◆ **HOW TO COMPLETE THIS TASK**:
Include only the line with "Please pick out the blurred background" and the lines after it, each reproduced exactly as it stands in the entries below.

--

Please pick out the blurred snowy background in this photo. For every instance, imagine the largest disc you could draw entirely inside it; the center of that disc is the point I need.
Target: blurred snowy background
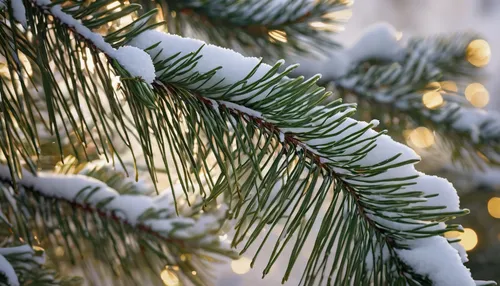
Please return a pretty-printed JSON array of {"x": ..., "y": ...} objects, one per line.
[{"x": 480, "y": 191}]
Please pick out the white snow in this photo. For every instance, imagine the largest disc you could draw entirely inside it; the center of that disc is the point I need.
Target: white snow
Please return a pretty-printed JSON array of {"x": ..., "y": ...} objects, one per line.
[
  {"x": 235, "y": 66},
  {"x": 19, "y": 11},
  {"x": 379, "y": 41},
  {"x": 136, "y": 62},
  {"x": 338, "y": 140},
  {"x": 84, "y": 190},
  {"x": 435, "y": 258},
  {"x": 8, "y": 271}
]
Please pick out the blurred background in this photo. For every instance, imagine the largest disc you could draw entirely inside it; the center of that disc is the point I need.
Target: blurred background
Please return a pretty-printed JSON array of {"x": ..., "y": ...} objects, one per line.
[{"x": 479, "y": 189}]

--

◆ **TASK ANSWER**:
Please pick out the blurred background in this photo. For every instance, imagine the largest disc you could draw entirely inside it; the center of that disc is the point I need.
Target: blurred background
Please return a pretty-printed JSON array of {"x": ..., "y": ...} objects, one per line.
[{"x": 479, "y": 189}]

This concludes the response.